- _Passage_
Almost 30 and Still Single

Yup! Single since birth.

I just attended the wedding of one of my closest friends this weekend. After the reception, I went to my room to rest early, but I ended up having this headache (maybe from dehydration) mixed with a flurry of thoughts about marriage and my singleness. I started counting the number of weddings I attended since I graduated from college (9 years ago) and I realized that last night was already wedding #20. I told myself “Wow, parang yung movie na “27 Dresses” lang ah. Always a bridesmaid, never a bride? Haha.” But despite the soft laugh I gave myself, I knew that my heart was silently asking the question “Why, Lord?”

 

THE STRUGGLE IS REAL

“Why am I still single, Lord? Is it because of my physical appearance? My personality? My friendships and relationships? Consequences of my past sins?” As I wondered about it and even entertained some lies in my mind, I noticed how my assumptions were all about me.

I realized that even my singleness IS NOT about me, what I have, or what I lack. It is still about God, His grace and faithfulness, and His good and perfect will.

The Lord has been speaking to my heart ever since I started dating years ago. I have had so many humbling lessons learned, rebukes, and gracious moments I’ve encountered with the Lord. Some recent ones were revealed through songwriting. Last year, I noticed that 7 out of the 17 songs I wrote were directly related to my heart’s struggle with my non-existent love life. Every time I play them, I remember both the ache and peace that I felt as I wrote them and opened my heart to the Lord.

I am sincerely happy for family and friends who transitioned into marriage and parenthood through the years. And by God’s grace, friends would tell me how they notice that I am still joyful despite not being in a relationship. But honestly, there would still be times when I would struggle in my mind and heart, despite knowing that Jesus remained single until death and yet His life gave glory to God. Sometimes, I would find myself crying as I drive through the traffic along C5 on the way home, just being quiet before the Lord. Other times, my heart would feel a slight sting when I catch a glimpse of couples holding hands or expressing their love and commitment to each other.

Moreover, when people would tell me that they are praying for my future husband, or hope that I will have one, or even insist that I WILL have a future husband in God’s perfect timing, I can’t help but wonder, “Yes, I do have the desire for marriage. But why does it seem like getting married is more favorable than being single? What if it isn’t His will for me to have a future husband? Because that IS a possibility.”

Recently, someone casually told me “Okay yan, at least hindi ka pa thirt—“. Then, she stopped when she realized she was walking on eggshells. I responded with “Why? What’s wrong with being 30 already?” She didn’t continue the conversation anymore. This 2020 will be my 30th year on Earth. A part of me is extremely grateful as I look back on the journey that God allowed me to go through with him in the past decades. But another part of me is whispering to myself, “Oh no. You are almost 30 and STILL single.”

 

THE CRY OF MY HEART

There are a few reasons why I am sharing these things on the blog. First, documenting my struggles and victories through writing helps me process my thoughts. Somehow, being able to express these in words makes the burden in my heart feel lighter. Second, in case there are others out there who also feel the same way or go through similar situations, I want to let you know that you are not alone in this. This topic is usually kept in secret as it may come off as a sensitive issue, but I realized how talking about this may help those who also struggle with it. And lastly, I do want to share the hope and joy that we have in Jesus, even as I am struggling with this.

- _Problems_
1 - Count the rows containing the string "perforated", and give only that number.
2 - Continue the blog post on singleness from the point where it stops.
The blog post on singleness has no connection to the rows that come after it.

- _Supplied data_
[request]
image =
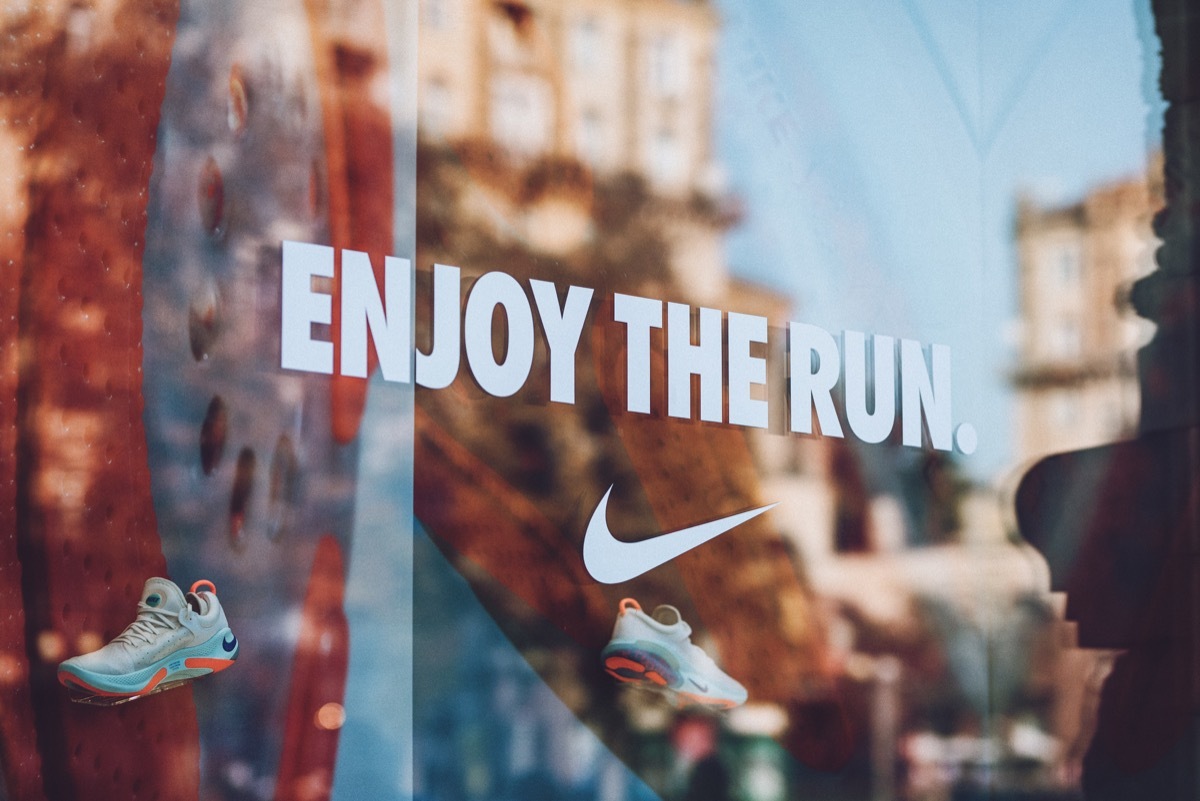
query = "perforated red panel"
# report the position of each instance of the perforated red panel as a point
(81, 494)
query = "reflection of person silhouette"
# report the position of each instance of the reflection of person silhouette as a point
(701, 772)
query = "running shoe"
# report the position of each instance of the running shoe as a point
(175, 638)
(655, 651)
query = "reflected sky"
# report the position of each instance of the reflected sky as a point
(880, 149)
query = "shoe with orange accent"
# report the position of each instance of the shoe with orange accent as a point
(655, 651)
(175, 638)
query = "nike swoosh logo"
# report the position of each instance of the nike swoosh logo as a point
(611, 561)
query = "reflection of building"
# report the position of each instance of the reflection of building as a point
(607, 89)
(1077, 375)
(1077, 378)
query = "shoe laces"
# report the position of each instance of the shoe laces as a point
(149, 622)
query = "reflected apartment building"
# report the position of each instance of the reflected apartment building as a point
(1077, 378)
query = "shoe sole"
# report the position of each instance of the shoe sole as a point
(648, 666)
(167, 673)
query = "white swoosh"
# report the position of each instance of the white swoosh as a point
(612, 561)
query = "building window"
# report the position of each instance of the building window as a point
(436, 109)
(437, 13)
(1067, 266)
(1066, 339)
(667, 65)
(589, 138)
(586, 43)
(521, 114)
(666, 163)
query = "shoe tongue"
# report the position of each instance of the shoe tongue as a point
(667, 615)
(161, 594)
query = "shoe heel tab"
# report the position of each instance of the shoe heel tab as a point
(202, 583)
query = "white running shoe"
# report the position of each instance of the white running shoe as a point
(175, 638)
(657, 652)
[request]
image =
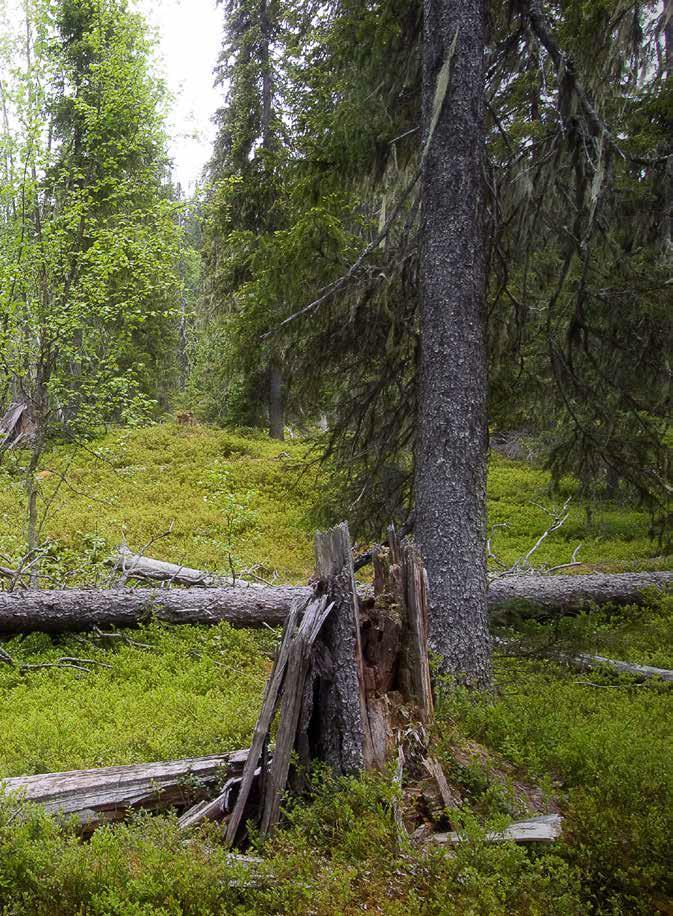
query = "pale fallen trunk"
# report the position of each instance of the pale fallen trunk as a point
(96, 797)
(84, 609)
(642, 672)
(551, 596)
(545, 829)
(135, 566)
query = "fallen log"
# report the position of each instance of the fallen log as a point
(146, 569)
(96, 797)
(84, 609)
(552, 596)
(641, 672)
(545, 829)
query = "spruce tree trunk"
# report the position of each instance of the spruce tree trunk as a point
(276, 405)
(450, 484)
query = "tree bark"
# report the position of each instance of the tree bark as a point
(450, 483)
(276, 405)
(78, 610)
(101, 796)
(135, 566)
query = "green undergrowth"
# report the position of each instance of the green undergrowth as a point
(202, 497)
(607, 743)
(192, 691)
(594, 744)
(217, 498)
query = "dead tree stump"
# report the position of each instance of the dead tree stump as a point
(345, 680)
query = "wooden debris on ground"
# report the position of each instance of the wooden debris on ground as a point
(64, 610)
(132, 565)
(545, 829)
(342, 682)
(106, 795)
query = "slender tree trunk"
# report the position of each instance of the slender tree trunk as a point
(276, 404)
(450, 485)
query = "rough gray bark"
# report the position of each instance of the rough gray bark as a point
(81, 609)
(134, 566)
(100, 796)
(276, 405)
(344, 740)
(450, 484)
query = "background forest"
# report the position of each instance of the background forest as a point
(209, 376)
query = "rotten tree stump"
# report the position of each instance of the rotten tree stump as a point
(344, 679)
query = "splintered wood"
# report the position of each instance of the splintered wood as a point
(340, 678)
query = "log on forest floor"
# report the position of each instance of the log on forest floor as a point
(106, 795)
(347, 683)
(132, 565)
(545, 829)
(84, 609)
(642, 672)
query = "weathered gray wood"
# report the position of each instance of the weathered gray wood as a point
(264, 721)
(545, 829)
(298, 666)
(344, 741)
(643, 672)
(83, 609)
(556, 595)
(135, 566)
(433, 766)
(105, 795)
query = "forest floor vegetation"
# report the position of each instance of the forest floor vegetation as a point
(597, 746)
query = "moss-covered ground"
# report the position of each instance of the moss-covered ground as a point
(599, 744)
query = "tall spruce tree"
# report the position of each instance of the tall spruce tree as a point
(88, 238)
(244, 203)
(451, 441)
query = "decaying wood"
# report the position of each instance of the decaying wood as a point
(343, 736)
(135, 566)
(264, 721)
(16, 426)
(642, 672)
(545, 829)
(101, 796)
(550, 596)
(83, 609)
(298, 666)
(434, 768)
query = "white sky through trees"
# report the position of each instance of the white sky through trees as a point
(190, 35)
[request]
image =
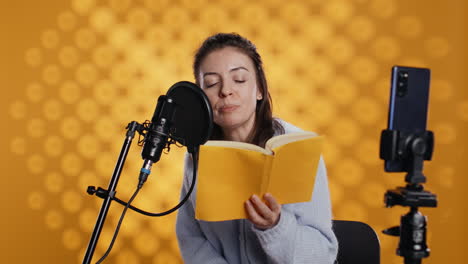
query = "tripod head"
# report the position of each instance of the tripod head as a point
(408, 151)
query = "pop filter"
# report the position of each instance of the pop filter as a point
(192, 121)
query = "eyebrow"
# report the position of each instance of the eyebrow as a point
(231, 70)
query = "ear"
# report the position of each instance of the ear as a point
(259, 95)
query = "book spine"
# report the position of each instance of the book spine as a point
(266, 174)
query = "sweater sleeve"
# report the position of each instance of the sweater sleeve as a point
(304, 233)
(194, 246)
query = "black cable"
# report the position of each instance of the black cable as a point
(118, 226)
(194, 177)
(127, 205)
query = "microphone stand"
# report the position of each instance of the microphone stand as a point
(131, 129)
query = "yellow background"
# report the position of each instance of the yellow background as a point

- _The answers_
1 - 2

2 -
Before writing this post, I was having an honest conversation with the Lord and I told Him that…

…my heart was breaking not just because of my singleness, but because I could see how my heart isn’t content in Him,

despite surrendering my life to Jesus and accepting Him as my personal Lord and Savior. I then recalled similar patterns of personal brokenness, impurity, insecurities, and idolatry in my past dating experiences and I asked for the Lord’s forgiveness.

Indeed, nothing or no one can ever fully satisfy the deepest longings of our souls and hearts. ONLY JESUS CAN. 

As I opened my heart to the Lord, He reminded me of His unending love and grace and of Psalm 73:25-26 specifically, which says: Whom have I in Heaven but you? And earth has nothing I desire besides you. My flesh and my heart may fail, but God is the strength of my heart and my portion forever.” 

This is the cry of my heart — to long for Jesus and His Word more than anyone or anything else, all the days of my life. Should He desire for me to get married someday, I pray that my heart will respond in total surrender to His timing and will and that He alone would be glorified. But for now, I would like to humbly ask for your prayers, as I continue in this journey of singleness and battle discontentment by the power of the Holy Spirit. I pray that the work of my hands would be productive and that the words of my mouth and meditation of my heart will be pleasing to God (Psalm 19:14).

Sharing with you a draft recording of a song I wrote last June 2019, entitled “This Is Love”. This best expresses how I feel about this concern. Whatever season you may be at right now, whether you are 30, 40, 50, 60 years old and single, I hope this will also encourage your heart to desire and seek the Lord each day. He loves us so much. More than we can ever imagine.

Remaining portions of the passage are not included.